SET PROBLEM: Convert every line of the entries below into a JSON list of strings, one string per line, skipping blank lines. Leave the pictures out of your answer.

○ ○ ○ ○ ○ ○ ○

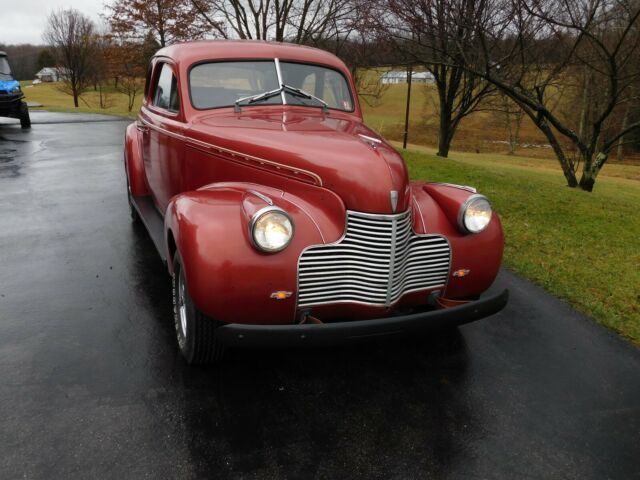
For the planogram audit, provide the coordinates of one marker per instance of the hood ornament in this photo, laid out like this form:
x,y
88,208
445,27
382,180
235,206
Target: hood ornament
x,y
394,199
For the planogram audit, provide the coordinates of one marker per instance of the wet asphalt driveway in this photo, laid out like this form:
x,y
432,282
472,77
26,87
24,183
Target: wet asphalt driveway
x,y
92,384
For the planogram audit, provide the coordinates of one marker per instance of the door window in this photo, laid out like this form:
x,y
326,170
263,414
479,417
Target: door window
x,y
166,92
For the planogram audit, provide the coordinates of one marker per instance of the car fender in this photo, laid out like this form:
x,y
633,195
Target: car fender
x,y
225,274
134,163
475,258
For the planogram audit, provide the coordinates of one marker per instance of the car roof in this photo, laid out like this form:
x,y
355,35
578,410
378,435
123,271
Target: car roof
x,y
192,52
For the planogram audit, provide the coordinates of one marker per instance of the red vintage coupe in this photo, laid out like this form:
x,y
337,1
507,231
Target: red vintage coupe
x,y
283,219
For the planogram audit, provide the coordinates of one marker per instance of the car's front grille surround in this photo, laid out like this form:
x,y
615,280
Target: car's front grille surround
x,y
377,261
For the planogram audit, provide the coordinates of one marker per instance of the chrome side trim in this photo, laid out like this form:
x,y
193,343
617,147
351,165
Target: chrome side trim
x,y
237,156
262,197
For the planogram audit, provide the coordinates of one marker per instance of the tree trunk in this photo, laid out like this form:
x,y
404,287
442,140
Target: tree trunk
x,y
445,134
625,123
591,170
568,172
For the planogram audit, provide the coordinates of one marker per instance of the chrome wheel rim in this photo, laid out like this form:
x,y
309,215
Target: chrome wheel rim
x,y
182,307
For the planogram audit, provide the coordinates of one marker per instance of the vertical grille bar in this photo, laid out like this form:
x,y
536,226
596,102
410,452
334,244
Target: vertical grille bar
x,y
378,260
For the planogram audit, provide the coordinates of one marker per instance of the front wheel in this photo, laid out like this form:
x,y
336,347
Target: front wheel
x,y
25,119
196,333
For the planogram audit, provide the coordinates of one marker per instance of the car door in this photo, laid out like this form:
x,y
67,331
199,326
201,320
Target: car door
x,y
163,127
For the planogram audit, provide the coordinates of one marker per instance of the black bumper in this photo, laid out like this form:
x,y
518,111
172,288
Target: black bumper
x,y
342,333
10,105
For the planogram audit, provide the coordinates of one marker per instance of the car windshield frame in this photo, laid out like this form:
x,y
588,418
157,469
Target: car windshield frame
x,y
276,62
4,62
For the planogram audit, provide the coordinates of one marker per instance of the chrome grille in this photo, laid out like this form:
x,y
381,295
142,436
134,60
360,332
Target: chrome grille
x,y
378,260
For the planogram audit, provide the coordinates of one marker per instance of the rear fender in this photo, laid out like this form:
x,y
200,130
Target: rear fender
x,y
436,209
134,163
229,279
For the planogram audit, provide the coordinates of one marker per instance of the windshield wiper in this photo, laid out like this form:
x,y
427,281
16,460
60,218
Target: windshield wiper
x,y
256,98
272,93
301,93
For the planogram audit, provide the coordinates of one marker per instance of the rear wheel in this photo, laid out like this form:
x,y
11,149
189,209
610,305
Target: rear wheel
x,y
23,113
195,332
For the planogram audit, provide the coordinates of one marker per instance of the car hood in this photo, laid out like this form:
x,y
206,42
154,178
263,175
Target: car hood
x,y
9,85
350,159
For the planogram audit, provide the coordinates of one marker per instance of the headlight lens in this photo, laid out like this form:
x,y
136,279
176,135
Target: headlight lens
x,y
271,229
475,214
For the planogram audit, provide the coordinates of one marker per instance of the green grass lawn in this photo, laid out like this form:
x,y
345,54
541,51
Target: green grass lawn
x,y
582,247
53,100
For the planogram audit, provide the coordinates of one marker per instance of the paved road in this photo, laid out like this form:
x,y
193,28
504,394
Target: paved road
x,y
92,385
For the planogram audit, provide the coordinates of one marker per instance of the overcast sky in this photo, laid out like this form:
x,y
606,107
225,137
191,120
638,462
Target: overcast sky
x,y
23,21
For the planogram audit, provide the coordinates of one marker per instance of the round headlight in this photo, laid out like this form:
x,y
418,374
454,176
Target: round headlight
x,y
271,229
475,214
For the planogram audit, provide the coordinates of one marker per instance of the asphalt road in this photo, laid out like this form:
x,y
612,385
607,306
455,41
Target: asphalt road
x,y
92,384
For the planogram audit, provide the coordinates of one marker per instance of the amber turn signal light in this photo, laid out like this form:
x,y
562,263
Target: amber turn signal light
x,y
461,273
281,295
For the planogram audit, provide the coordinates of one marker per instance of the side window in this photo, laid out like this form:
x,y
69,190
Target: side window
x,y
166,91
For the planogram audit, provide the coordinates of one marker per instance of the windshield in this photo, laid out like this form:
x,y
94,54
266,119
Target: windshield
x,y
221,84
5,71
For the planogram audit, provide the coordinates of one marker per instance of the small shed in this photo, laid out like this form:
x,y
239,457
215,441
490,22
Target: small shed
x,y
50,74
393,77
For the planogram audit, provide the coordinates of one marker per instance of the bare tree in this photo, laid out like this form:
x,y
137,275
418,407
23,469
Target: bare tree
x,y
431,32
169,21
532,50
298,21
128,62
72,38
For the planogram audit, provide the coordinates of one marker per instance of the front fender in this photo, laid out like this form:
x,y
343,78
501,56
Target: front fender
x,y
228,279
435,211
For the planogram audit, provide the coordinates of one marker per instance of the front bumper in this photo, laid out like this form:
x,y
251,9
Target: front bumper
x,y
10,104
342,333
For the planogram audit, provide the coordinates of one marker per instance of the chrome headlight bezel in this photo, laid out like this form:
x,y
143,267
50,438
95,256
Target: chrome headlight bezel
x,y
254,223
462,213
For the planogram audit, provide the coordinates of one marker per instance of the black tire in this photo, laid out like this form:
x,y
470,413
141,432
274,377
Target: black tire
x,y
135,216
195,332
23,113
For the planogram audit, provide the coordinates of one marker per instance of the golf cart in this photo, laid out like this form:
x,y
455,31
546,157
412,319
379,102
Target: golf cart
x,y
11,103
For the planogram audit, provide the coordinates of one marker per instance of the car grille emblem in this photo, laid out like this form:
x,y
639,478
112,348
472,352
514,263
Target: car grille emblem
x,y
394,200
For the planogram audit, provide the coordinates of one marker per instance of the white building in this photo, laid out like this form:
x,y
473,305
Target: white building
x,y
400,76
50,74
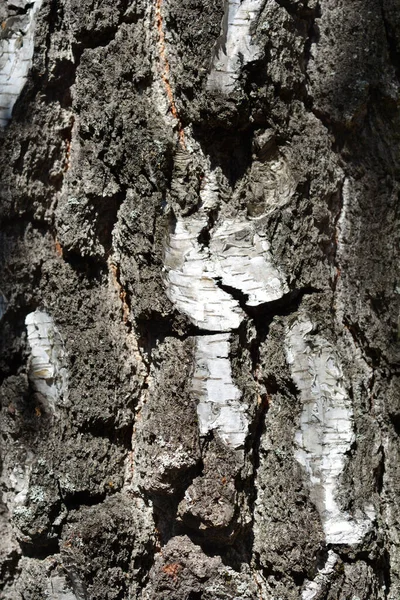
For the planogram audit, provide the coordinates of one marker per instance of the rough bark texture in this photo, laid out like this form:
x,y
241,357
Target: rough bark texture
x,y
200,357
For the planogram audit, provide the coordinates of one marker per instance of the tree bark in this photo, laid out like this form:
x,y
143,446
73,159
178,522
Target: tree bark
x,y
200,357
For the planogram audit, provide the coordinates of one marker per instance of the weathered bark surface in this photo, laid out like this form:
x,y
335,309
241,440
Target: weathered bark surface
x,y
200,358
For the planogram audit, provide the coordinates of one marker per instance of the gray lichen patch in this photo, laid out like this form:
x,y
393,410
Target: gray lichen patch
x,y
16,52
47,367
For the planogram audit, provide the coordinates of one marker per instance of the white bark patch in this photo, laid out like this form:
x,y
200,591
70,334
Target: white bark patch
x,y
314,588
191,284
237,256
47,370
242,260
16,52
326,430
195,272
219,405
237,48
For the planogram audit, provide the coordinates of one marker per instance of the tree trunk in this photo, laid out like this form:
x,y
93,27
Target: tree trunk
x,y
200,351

○ ○ ○ ○ ○ ○ ○

EXPECTED ANSWER:
[
  "For the planogram audit, provide the coordinates of one marker per instance of the hood ornament in this photo, laid out like this form:",
  "x,y",
  "88,208",
  "445,27",
  "382,180",
  "235,206",
  "Target: hood ornament",
  "x,y",
  "394,199",
  "For the planogram audit, provide the coordinates of one marker per instance of the wet asphalt driveway in this photo, laid out like this form:",
  "x,y",
  "432,282",
  "472,77",
  "26,87",
  "24,183",
  "Target: wet asphalt driveway",
  "x,y",
  "92,384",
  "For the planogram audit, provide the coordinates of one marker per instance of the door window in this photo, laid out like this form:",
  "x,y",
  "326,170",
  "263,414",
  "479,417",
  "Target: door window",
  "x,y",
  "166,92",
  "For the planogram audit, provide the coordinates of one marker per instance of the car fender in this photo, laid out like this form:",
  "x,y",
  "633,195",
  "Target: car fender",
  "x,y",
  "225,274",
  "134,163",
  "475,258",
  "For the planogram audit, provide the coordinates of one marker per instance of the car roof in this photo, laid out like this form:",
  "x,y",
  "355,35",
  "578,410",
  "378,435",
  "123,271",
  "Target: car roof",
  "x,y",
  "192,52",
  "For the planogram audit, provide the coordinates of one marker per instance of the red vintage coupe in this photo, laid out like this form:",
  "x,y",
  "337,1",
  "507,231",
  "Target: red vintage coupe",
  "x,y",
  "283,219",
  "For the planogram audit, provide the coordinates of one marker per instance of the car's front grille surround in this photo, laid out like this form:",
  "x,y",
  "615,280",
  "Target: car's front grille surround",
  "x,y",
  "377,261",
  "For the planogram audit, provide the coordinates of one marker per instance of the chrome side trim in this photo, laid out like this form:",
  "x,y",
  "193,343",
  "617,147",
  "351,165",
  "Target: chrome side trim",
  "x,y",
  "237,156",
  "262,197",
  "For the planogram audit, provide the coordinates of one marker per instance of the tree trunk in this photo, laid out like this form:",
  "x,y",
  "404,287",
  "442,140",
  "Target: tree trunk",
  "x,y",
  "445,134",
  "625,123",
  "591,170",
  "568,172",
  "For the planogram audit, provide the coordinates of one marker per instance of the chrome wheel rim in this photo, laid out like this form:",
  "x,y",
  "309,215",
  "Target: chrome wheel rim",
  "x,y",
  "182,307",
  "For the planogram audit, provide the coordinates of one marker per instance of the vertical grille bar in this photo, laid out like this form:",
  "x,y",
  "536,226",
  "596,102",
  "410,452",
  "334,244",
  "Target: vertical grille bar",
  "x,y",
  "378,260",
  "For the planogram audit, provide the coordinates of one marker per instance of the front wheel in this photo, laid out like this form:",
  "x,y",
  "336,347",
  "Target: front wheel",
  "x,y",
  "25,119",
  "196,333",
  "For the planogram audit, provide the coordinates of one marker per instance of the car door in this photo, laid out like this form:",
  "x,y",
  "67,331",
  "199,326",
  "201,320",
  "Target: car door",
  "x,y",
  "163,127",
  "For the planogram audit, provide the coordinates of one marker per instance of the black bumper in this photo, laid out like this form:",
  "x,y",
  "518,111",
  "172,288",
  "Target: black bumper",
  "x,y",
  "342,333",
  "10,105",
  "For the planogram audit, provide the coordinates of one marker per instance of the car windshield frame in this photo, laid out like this form:",
  "x,y",
  "588,418",
  "157,469",
  "Target: car windshield frame",
  "x,y",
  "276,62",
  "4,62",
  "For the planogram audit, provide the coordinates of one marker per instance of the chrome grille in this photo, laid out like this form:",
  "x,y",
  "381,295",
  "142,436",
  "134,60",
  "360,332",
  "Target: chrome grille",
  "x,y",
  "378,260",
  "For the planogram audit, provide the coordinates of one marker per instance of the rear fender in this photo, laid out like this form:",
  "x,y",
  "200,130",
  "Target: rear fender",
  "x,y",
  "436,209",
  "134,163",
  "229,279",
  "For the planogram audit, provide the coordinates of one marker per instance of the windshield wiper in this photo, laid out like this form:",
  "x,y",
  "427,281",
  "16,460",
  "60,218",
  "Target: windshield wiper",
  "x,y",
  "256,98",
  "272,93",
  "301,93",
  "For the planogram audit, provide the coordinates of one marker per instance of the rear wheel in this photo, laid out like this form:",
  "x,y",
  "11,149",
  "189,209",
  "610,305",
  "Target: rear wheel",
  "x,y",
  "23,113",
  "195,332",
  "For the planogram audit, provide the coordinates of one marker per instance of the car hood in this photo, laid out like this form:",
  "x,y",
  "206,42",
  "154,178",
  "263,175",
  "Target: car hood",
  "x,y",
  "9,85",
  "350,159",
  "For the planogram audit, provide the coordinates of one marker per instance of the headlight lens in this photo, laid out like this form:",
  "x,y",
  "136,279",
  "176,135",
  "Target: headlight lens",
  "x,y",
  "271,229",
  "475,214",
  "For the planogram audit, provide the coordinates of one marker per instance of the green grass lawn in this photo, laid out like this form:",
  "x,y",
  "345,54",
  "541,51",
  "Target: green grass lawn",
  "x,y",
  "582,247",
  "53,100",
  "For the planogram audit, provide the coordinates of one marker per instance of the paved road in this photo, laid out like this form:",
  "x,y",
  "193,28",
  "504,394",
  "Target: paved road",
  "x,y",
  "92,385",
  "For the planogram audit, provide the coordinates of one marker per instance of the overcast sky in this photo, laid out like this form:",
  "x,y",
  "606,107",
  "225,137",
  "191,120",
  "638,462",
  "Target: overcast sky",
  "x,y",
  "23,21",
  "For the planogram audit, provide the coordinates of one marker per instance of the round headlight in this photo, laid out like this form:",
  "x,y",
  "418,374",
  "454,176",
  "Target: round headlight",
  "x,y",
  "271,229",
  "475,214",
  "For the planogram audit, provide the coordinates of one marker per instance of the asphalt road in this photo, laid out like this form:",
  "x,y",
  "612,385",
  "607,306",
  "455,41",
  "Target: asphalt road",
  "x,y",
  "92,384",
  "For the planogram audit, provide the coordinates of one marker per instance of the amber turn signal light in this photo, laid out like this form:",
  "x,y",
  "562,263",
  "Target: amber turn signal light",
  "x,y",
  "461,273",
  "281,295",
  "For the planogram audit, provide the coordinates of one marker per instance of the side window in this photo, laid out like this form:",
  "x,y",
  "69,190",
  "Target: side window",
  "x,y",
  "166,91",
  "For the planogram audit, provide the coordinates of one marker per instance of the windshield in this photo, laid out like this form:",
  "x,y",
  "94,54",
  "266,119",
  "Target: windshield",
  "x,y",
  "221,84",
  "5,71",
  "For the planogram audit, provide the coordinates of one marker per instance of the small shed in this photo, laid out like this form:",
  "x,y",
  "239,457",
  "215,441",
  "490,22",
  "Target: small shed",
  "x,y",
  "50,74",
  "393,77",
  "For the planogram audit, provide the coordinates of one marker per instance of the bare tree in this photo, laid out like this form:",
  "x,y",
  "137,275",
  "418,407",
  "23,469",
  "Target: bare tree",
  "x,y",
  "431,32",
  "169,21",
  "532,50",
  "298,21",
  "128,62",
  "72,38",
  "For the planogram audit, provide the coordinates of one marker per instance of the front fender in this photo, laid out like this form:",
  "x,y",
  "343,78",
  "501,56",
  "Target: front fender",
  "x,y",
  "228,279",
  "435,211",
  "For the planogram audit, provide the coordinates of one marker per instance of the front bumper in this photo, laid out like this form:",
  "x,y",
  "251,9",
  "Target: front bumper",
  "x,y",
  "10,104",
  "342,333",
  "For the planogram audit, provide the coordinates of one marker per instance of the chrome headlight bezel in this photo, laid out like this form:",
  "x,y",
  "143,267",
  "50,438",
  "95,256",
  "Target: chrome headlight bezel",
  "x,y",
  "254,223",
  "462,213",
  "For the planogram audit, provide the coordinates of one marker per instance of the black tire in this photo, laid out like this form:",
  "x,y",
  "470,413",
  "141,432",
  "274,377",
  "Target: black tire",
  "x,y",
  "135,216",
  "195,332",
  "23,113",
  "For the planogram audit, provide the coordinates of one marker per instance of the golf cart in this photo, laid out like this form:",
  "x,y",
  "455,31",
  "546,157",
  "412,319",
  "379,102",
  "Target: golf cart",
  "x,y",
  "11,103",
  "For the planogram audit, provide the coordinates of one marker per instance of the car grille emblem in this photo, laid out like this form:",
  "x,y",
  "639,478",
  "112,348",
  "472,352",
  "514,263",
  "Target: car grille emblem",
  "x,y",
  "394,200",
  "For the planogram audit, provide the coordinates of one marker per instance of the white building in this photo, laid out like this form:",
  "x,y",
  "473,305",
  "Target: white building",
  "x,y",
  "400,76",
  "50,74",
  "For the planogram audit, provide the coordinates of one marker per instance of the rough bark texture in this photo, laid out like this form:",
  "x,y",
  "241,357",
  "Target: rough bark texture",
  "x,y",
  "200,357",
  "For the planogram audit, provide the coordinates of one marker per instance of the tree bark in this photo, laid out like this form:",
  "x,y",
  "143,446",
  "73,159",
  "178,522",
  "Target: tree bark",
  "x,y",
  "200,357",
  "For the planogram audit, provide the coordinates of one marker per instance of the weathered bark surface in this photo, laid out like this form:",
  "x,y",
  "335,309",
  "241,440",
  "Target: weathered bark surface",
  "x,y",
  "200,358",
  "For the planogram audit, provide the coordinates of one marker per instance of the gray lichen patch in this photo, laid out like this form:",
  "x,y",
  "393,410",
  "Target: gray lichen patch",
  "x,y",
  "16,52",
  "47,367",
  "For the planogram audit, provide the coordinates of one marker per instance of the white bark patch in this photo, laid out like this form:",
  "x,y",
  "200,591",
  "70,334",
  "Target: white bark patch",
  "x,y",
  "314,588",
  "191,284",
  "237,256",
  "47,370",
  "242,260",
  "16,52",
  "326,430",
  "195,272",
  "219,405",
  "237,48",
  "For the planogram audit, provide the coordinates of one marker per instance of the tree trunk in this photo, laid out like this form:",
  "x,y",
  "93,27",
  "Target: tree trunk",
  "x,y",
  "200,351"
]